• **Directions**: Copy the records word for word, starting at the line that contains "Practice step: locate the wood grain" and continuing through the end of the records.

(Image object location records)
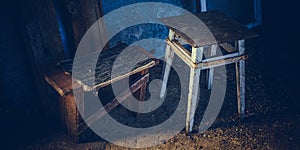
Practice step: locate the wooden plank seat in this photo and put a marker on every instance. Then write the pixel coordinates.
(61, 80)
(213, 30)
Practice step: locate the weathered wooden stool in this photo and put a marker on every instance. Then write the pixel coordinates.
(62, 81)
(227, 33)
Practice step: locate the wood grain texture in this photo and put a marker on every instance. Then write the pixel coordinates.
(106, 62)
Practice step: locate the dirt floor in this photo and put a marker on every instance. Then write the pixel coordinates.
(270, 122)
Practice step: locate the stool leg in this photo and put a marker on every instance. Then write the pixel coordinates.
(197, 54)
(240, 68)
(211, 70)
(169, 55)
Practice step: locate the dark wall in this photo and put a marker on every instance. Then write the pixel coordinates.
(16, 81)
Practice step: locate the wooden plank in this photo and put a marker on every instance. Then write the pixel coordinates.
(221, 57)
(241, 45)
(43, 45)
(220, 28)
(62, 83)
(180, 53)
(197, 54)
(228, 47)
(169, 55)
(221, 62)
(203, 5)
(114, 103)
(213, 52)
(104, 65)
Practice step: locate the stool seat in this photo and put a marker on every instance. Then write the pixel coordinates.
(202, 31)
(224, 29)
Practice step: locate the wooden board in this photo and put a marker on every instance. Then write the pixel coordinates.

• **Final result**:
Practice step: locate the wood grain texture in this photo and put a marker on every instance. Then write the pixel coordinates.
(106, 62)
Practice step: locate the dirt floor in this photo and put a marker on every instance. Then write the pixel coordinates.
(270, 122)
Practice step: locate the stool leg in this photo and put a marker on every instance. Then write the pixel coordinates.
(197, 54)
(240, 68)
(211, 70)
(169, 55)
Practice step: locate the dark wall in this photo and put a marker on every instance. Then write the pixel coordinates.
(16, 81)
Practice step: locate the wooden plank in this photo and put a marker on every instance. Then write the pixel coordinates.
(221, 57)
(241, 45)
(43, 45)
(220, 28)
(62, 83)
(180, 53)
(197, 54)
(228, 47)
(169, 55)
(221, 62)
(203, 5)
(114, 103)
(213, 52)
(104, 65)
Practice step: locate the stool seat in this photo and put a marker on every instance. Then write the pixel coordinates.
(202, 31)
(224, 29)
Practice step: locate the wooden board in this photo and put a marker on every instance. Then write the pixel coordinates.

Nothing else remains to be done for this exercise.